AIM =>
Reproduce the records below exactly, leaving out any pictures.

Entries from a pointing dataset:
** begin **

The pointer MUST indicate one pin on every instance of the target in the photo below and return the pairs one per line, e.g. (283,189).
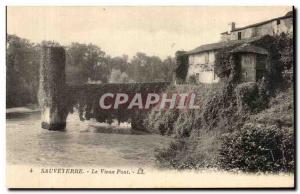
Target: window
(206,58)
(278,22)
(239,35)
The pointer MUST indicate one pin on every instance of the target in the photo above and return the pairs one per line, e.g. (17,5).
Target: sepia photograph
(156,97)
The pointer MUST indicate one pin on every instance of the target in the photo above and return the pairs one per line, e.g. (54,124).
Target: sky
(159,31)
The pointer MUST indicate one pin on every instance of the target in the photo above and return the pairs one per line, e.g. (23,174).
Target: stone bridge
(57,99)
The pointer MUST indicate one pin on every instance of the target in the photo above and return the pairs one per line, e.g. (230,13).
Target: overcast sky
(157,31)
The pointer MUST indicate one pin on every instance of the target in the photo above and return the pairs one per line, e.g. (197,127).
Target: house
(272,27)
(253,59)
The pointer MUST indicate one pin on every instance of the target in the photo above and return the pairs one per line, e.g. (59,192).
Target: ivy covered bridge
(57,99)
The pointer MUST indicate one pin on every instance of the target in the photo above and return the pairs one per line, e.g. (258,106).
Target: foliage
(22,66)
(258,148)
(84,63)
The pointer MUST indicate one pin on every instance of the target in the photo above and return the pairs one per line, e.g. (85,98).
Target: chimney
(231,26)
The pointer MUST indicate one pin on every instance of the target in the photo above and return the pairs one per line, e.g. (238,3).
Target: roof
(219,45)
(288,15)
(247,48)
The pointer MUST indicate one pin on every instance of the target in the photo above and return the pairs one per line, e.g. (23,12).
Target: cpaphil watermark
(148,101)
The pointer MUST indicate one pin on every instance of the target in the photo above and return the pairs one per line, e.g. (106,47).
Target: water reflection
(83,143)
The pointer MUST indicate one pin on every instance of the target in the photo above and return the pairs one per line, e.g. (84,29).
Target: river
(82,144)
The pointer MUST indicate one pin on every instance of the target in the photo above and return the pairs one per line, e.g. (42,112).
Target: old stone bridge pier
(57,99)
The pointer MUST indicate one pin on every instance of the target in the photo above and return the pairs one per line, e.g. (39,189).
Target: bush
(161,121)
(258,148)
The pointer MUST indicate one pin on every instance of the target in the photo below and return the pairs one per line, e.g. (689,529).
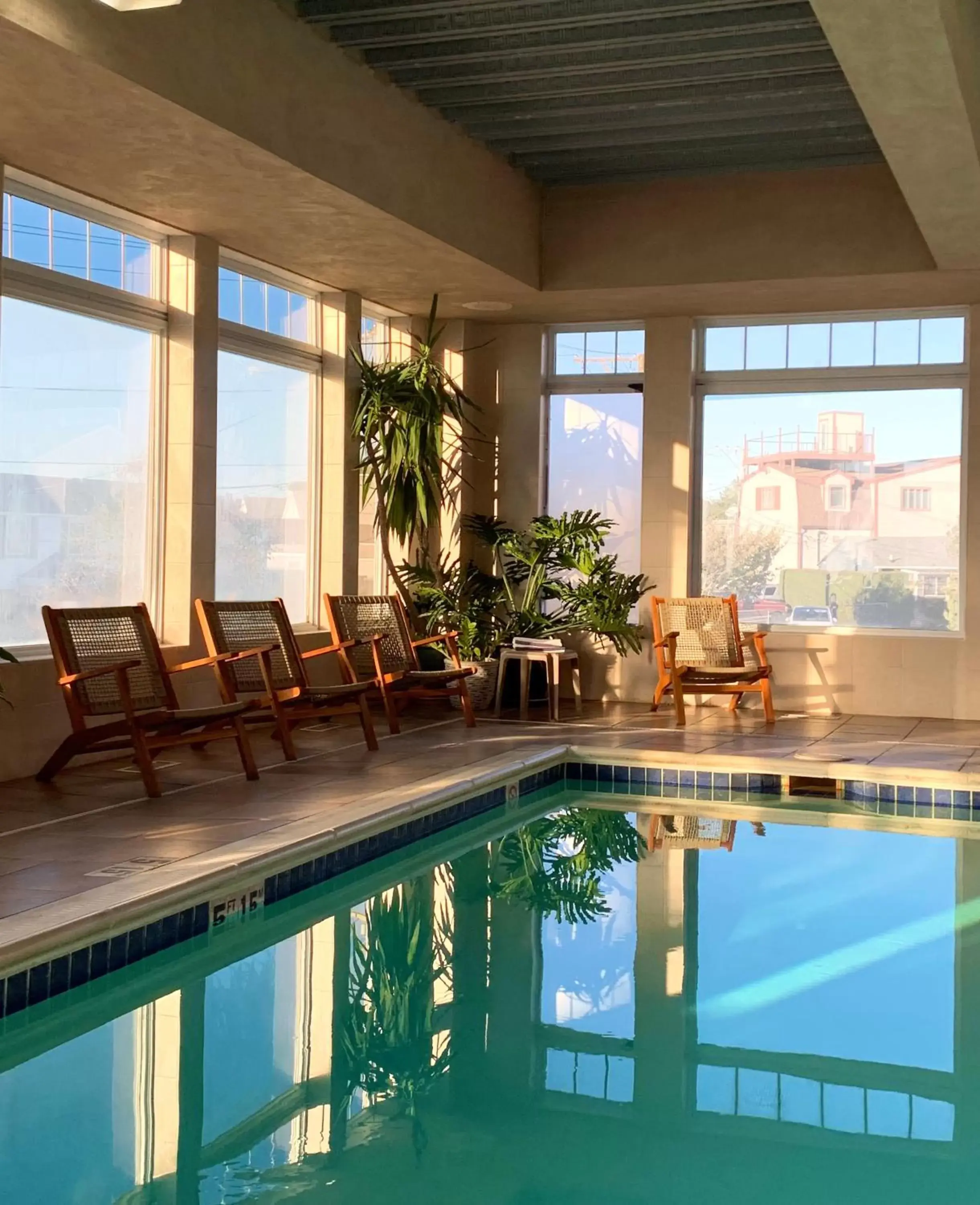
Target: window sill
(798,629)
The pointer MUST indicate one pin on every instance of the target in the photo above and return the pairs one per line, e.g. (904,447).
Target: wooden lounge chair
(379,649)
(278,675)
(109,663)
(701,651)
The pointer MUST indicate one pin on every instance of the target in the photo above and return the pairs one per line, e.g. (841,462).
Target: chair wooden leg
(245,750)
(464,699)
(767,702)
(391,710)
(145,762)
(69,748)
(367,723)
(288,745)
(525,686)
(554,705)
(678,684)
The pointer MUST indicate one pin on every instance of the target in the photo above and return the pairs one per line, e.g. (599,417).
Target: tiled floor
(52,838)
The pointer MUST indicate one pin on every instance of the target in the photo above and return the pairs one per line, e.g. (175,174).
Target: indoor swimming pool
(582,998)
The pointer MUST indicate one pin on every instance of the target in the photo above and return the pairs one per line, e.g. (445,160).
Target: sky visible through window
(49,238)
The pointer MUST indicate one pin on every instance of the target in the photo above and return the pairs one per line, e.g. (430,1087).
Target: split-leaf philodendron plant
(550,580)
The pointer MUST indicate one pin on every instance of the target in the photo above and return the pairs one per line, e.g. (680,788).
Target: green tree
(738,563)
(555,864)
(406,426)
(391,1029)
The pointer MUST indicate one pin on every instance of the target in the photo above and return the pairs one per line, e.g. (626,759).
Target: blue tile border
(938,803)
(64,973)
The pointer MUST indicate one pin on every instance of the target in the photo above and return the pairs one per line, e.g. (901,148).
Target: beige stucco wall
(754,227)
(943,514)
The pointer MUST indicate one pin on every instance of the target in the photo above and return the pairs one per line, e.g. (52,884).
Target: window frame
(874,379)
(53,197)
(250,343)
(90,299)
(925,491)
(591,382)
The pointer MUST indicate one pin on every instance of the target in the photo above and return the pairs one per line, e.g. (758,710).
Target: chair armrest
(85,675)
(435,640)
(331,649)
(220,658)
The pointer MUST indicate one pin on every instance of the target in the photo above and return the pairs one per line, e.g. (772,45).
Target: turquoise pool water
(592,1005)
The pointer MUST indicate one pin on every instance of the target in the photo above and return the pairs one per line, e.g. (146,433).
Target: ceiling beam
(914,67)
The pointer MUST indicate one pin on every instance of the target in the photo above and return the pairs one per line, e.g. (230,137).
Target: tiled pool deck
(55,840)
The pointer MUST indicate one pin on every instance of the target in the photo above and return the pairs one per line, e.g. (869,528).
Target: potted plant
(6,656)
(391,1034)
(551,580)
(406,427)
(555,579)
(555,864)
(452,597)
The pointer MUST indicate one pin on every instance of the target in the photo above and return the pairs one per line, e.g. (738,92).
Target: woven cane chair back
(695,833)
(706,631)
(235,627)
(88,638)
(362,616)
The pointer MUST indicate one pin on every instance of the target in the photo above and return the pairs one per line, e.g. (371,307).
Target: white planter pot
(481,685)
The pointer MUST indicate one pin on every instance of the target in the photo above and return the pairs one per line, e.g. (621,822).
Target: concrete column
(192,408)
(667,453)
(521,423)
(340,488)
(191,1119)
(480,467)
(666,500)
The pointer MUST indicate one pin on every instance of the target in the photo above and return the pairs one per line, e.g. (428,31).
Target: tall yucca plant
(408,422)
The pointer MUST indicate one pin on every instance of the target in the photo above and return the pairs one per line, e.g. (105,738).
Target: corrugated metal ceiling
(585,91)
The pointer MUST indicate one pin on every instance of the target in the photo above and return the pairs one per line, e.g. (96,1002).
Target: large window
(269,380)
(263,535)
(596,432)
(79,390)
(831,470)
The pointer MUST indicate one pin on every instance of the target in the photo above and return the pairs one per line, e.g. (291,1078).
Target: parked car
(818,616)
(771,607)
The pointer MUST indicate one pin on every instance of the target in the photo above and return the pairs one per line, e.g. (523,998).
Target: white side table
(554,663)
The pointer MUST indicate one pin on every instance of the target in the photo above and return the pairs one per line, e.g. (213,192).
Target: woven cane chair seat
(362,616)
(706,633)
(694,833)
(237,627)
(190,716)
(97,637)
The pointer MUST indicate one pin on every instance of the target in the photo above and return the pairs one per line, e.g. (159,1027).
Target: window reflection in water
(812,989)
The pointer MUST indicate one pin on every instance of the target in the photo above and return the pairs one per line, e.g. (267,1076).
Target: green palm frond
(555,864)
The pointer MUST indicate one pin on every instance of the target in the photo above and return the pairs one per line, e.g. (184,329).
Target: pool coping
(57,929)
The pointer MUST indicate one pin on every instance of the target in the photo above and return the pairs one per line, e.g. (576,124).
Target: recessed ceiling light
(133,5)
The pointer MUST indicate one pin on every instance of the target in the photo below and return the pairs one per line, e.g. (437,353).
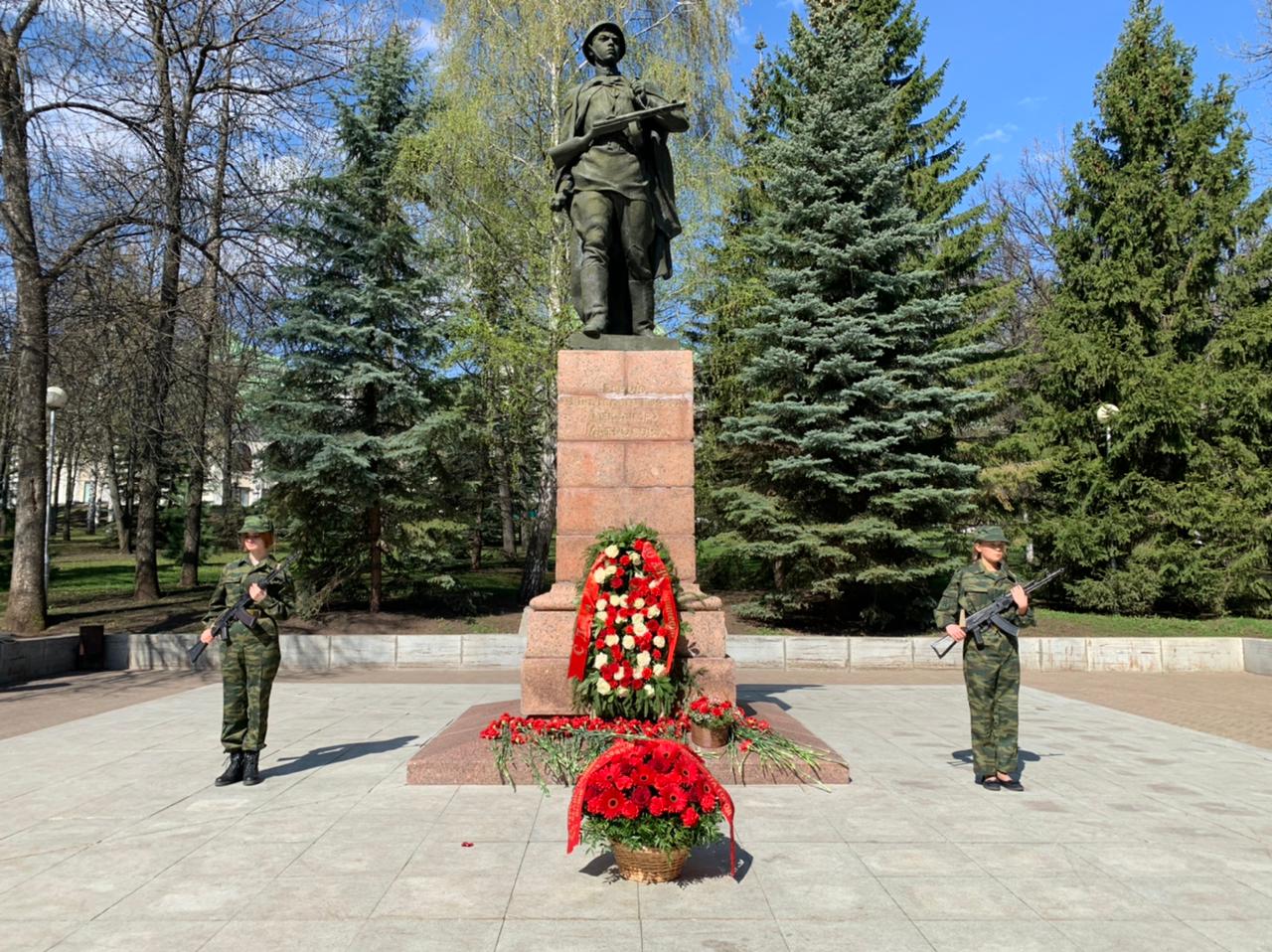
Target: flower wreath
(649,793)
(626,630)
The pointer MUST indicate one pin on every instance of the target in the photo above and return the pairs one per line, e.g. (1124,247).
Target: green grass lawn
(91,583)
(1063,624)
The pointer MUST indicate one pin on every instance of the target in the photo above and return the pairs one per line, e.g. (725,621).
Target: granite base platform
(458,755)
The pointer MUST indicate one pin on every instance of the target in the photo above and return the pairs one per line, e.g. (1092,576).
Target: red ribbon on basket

** end **

EXPECTED ANSWER =>
The pointer MUST indicate one pin on every instance of the target in the photo below and return the pairs one per line, e.g. (283,189).
Target: window
(206,58)
(278,22)
(239,35)
The pointer MUST indicate one pin on every instance of the target in the photo above and return the pairs one per line, e.g. (17,5).
Target: sepia photograph
(156,97)
The pointer MUST indicate one pin on every instance of the target in the photo above and return the pairs one per line, e.g. (54,124).
Target: sky
(159,31)
The pointer MUST indicate one pin on every instance of the target in the photo above and return the pairs one per line, e.g. (23,174).
Target: stone bridge
(57,99)
The pointer MUST indicate one pin on every instance of the target in the photo above and return the pairs one per line, e.g. (230,13).
Target: overcast sky
(157,31)
The pointer MUST indicate one pin on every instance of the target in the photo above and return the pairs one per line, e.g. (197,127).
Target: house
(272,27)
(253,59)
The pointer MUST indicate one pin on every instance of the target in the photo above and return the pairs one per line, e.g. (59,192).
Target: ivy covered bridge
(57,99)
The pointer MUST indicate one pin on every instance of the target in the photo above and return the pairs one per line, e.g. (258,106).
Target: foliage
(22,66)
(258,148)
(84,63)
The pointer MUST indicate one pin on every instance of the target in the photo above and return the pairs one per line, e.g. (85,98).
Target: chimney
(231,26)
The pointer MUST indicate one pin on every instance of the target in the photo above and return the pairs one per line, e.g. (238,3).
Target: roof
(219,45)
(288,15)
(247,48)
The pointer MUST indicate one pin on every instance of the target in the photo above and return the pairs one per line, e.g. (23,12).
Target: cpaphil watermark
(148,101)
The pointer MUST indicate one pin on every instance of the target in the photo above and return the pairs one per line, e.g. (106,47).
Target: water reflection
(83,143)
The pointer MUST indicate one pin on every instance of the target in the photo above and return the pairs one per line, e.g. (84,29).
Target: river
(82,144)
The pointer MUST indicate one pin on every instance of the target in the photo above and return the pairs one per line, e.g. (42,112).
Target: old stone bridge pier
(57,99)
The pointer MUST indicate one pin on every instance of the target in the photo above and return the pairs one per line, e.g. (39,189).
Target: bush
(161,121)
(258,148)
The pointer MUST indicate one pin on every instance of the target in the photo below and return the pairs one per line, e.g. (689,529).
Target: window sill
(798,629)
The pointer MUST indicate one pin on every instance of the target in the photo above and return the pairs one per line, e.g. (904,447).
Target: wooden lounge chair
(379,649)
(278,675)
(109,663)
(701,651)
The pointer MUST indicate one pin on every instance of the target in the photo above and return the pairs one per line, e.g. (841,462).
Target: chair wooden leg
(245,750)
(464,699)
(767,702)
(391,710)
(145,762)
(69,748)
(367,723)
(288,745)
(525,686)
(554,705)
(678,684)
The pointer MUST indicate one pin on every instance of the target in the photo above and return the pairs one per line, e.g. (599,417).
Target: tiled floor
(52,838)
The pointer MUST indicate one pin on every instance of the target in the photo above and return the pairs one per line, e.g. (175,174).
Target: indoor swimming pool
(582,998)
The pointer MUST indicate one pin on every instance of the target in the photo above and return the pairs one per line, e.g. (445,160).
Target: sky visible through window
(49,238)
The pointer MUST indicate one pin on every instance of the target in the photo above and return the pairs one per line, e.g. (430,1087).
Target: split-leaf philodendron plant
(550,580)
The pointer MUST indicate one pin on every instance of the target in the photo above and return the pairs one per line, e.g. (680,788).
Target: green tree
(738,563)
(555,864)
(406,426)
(391,1029)
The pointer MUST indicate one pin on every instance of the target in the photo above and return the pairs one per line, e.g. (626,759).
Target: blue tile border
(938,803)
(64,973)
The pointer MUST indicate one pin on every instance of the target in the photo above and return the pairs one per line, e.g. (901,148).
Target: beige stucco wall
(754,227)
(943,514)
The pointer MUST indicate one pin on every instance of the target in the photo above and return the pairs one per line, e.g. (52,884).
Target: window frame
(874,379)
(53,197)
(250,343)
(90,299)
(925,491)
(591,382)
The pointer MUST indicate one pin on every instance of the target in the photo above and return the pairs one per line, e.g. (758,710).
Target: chair armrest
(85,675)
(435,640)
(331,649)
(220,658)
The pointer MUST indicate one pin on every instance of the target in the photo above and return the pairs one per line, e.g. (772,45).
Target: turquoise pool water
(592,1005)
The pointer MUST indicate one pin on every instance of the target in the photo above and return the pairs one per line, e.g. (146,433).
Target: ceiling beam
(914,67)
The pointer MUST indicate one pin on every instance of the target in the photo above and return the pairs one per line, e.g. (230,137).
Target: tiled pool deck
(55,840)
The pointer MUST indicate one pin on every instance of the target in the photo above and return the pairs one per line, e.g. (869,528).
Target: potted plant
(6,656)
(391,1034)
(551,580)
(406,427)
(555,579)
(555,864)
(452,597)
The pointer MUST indicate one pin on every instance of the target in the photo above and return the pairs one per line, e.g. (738,92).
Target: woven cane chair back
(695,833)
(706,631)
(235,627)
(88,638)
(362,616)
The pointer MUST indicate one pin on every instance of the target in the photo above and return the pairs one per line, e.g. (371,307).
Target: white planter pot
(481,685)
The pointer MUST indicate one pin on every instance of the target in the photo above and return the pairs one per line, e.g. (621,822).
Target: concrete column
(192,408)
(667,453)
(521,423)
(340,488)
(191,1119)
(480,467)
(666,500)
The pointer MUST indicate one pin on every instance of the target in the photo above and return the pairs one per line, e.g. (428,31).
Target: tall yucca plant
(408,422)
The pointer MUST indicate one pin on every instance of the target in the photo above and return the pairs one per line, e.g. (105,738).
Target: corrugated metal ceiling
(585,91)
The pointer MUST indicate one pin on every instance of the target in the photo above and return the pairs one per line, e.g. (96,1002).
Target: large window
(269,380)
(263,535)
(596,432)
(79,390)
(831,470)
The pointer MUST indicate one pin on every instance of the target in the photo above and return the pairs one per line, e.g. (291,1078).
Target: parked car
(818,616)
(771,607)
The pointer MUST indicate one pin on every instance of the target in the photo above and return the pairs one per line, e.g. (523,998).
Target: white side table
(554,663)
The pointer MUST indicate one pin on every instance of the target in the photo above and return the pairs one per line, e.g. (213,192).
Target: woven cane chair seat
(362,616)
(706,633)
(694,833)
(237,627)
(190,716)
(97,637)
The pointer MUST indicate one pin on every instance of the target in the photo above and return the pairs one per line, e.g. (159,1027).
Target: window reflection in water
(812,989)
The pointer MUST indicate one pin on every instance of the target in the photo above and return the pairs one per line, e.g. (267,1076).
Target: green palm frond
(555,864)
The pointer MUST indicate one pin on every instance of the target in the photo above and return the pairs one per line, e.g. (184,329).
Target: pool coping
(57,929)
The pointer MUST indicate one pin on every instance of the target in the photo above and return the pairs one per line, e.g. (576,124).
Target: recessed ceiling light
(133,5)
The pointer MUST indicate one pin on every instance of the target in the photo below and return the pairs one per line, e.g. (437,353).
Target: flower wreath
(649,793)
(626,630)
The pointer MUST indicate one pin on every instance of the target in the photo above and return the pairs one per line, e.g. (1124,247).
Target: green grass lawn
(91,583)
(1063,624)
The pointer MUST indicate one pin on every instance of the target in the photo above and return the pairs one per line, e.g. (725,621).
Target: granite base platform
(458,755)
The pointer MUST indicate one pin on every instance of the target in the photo above and return the pairs one per line, e.g. (1092,576).
Target: red ribbon on basket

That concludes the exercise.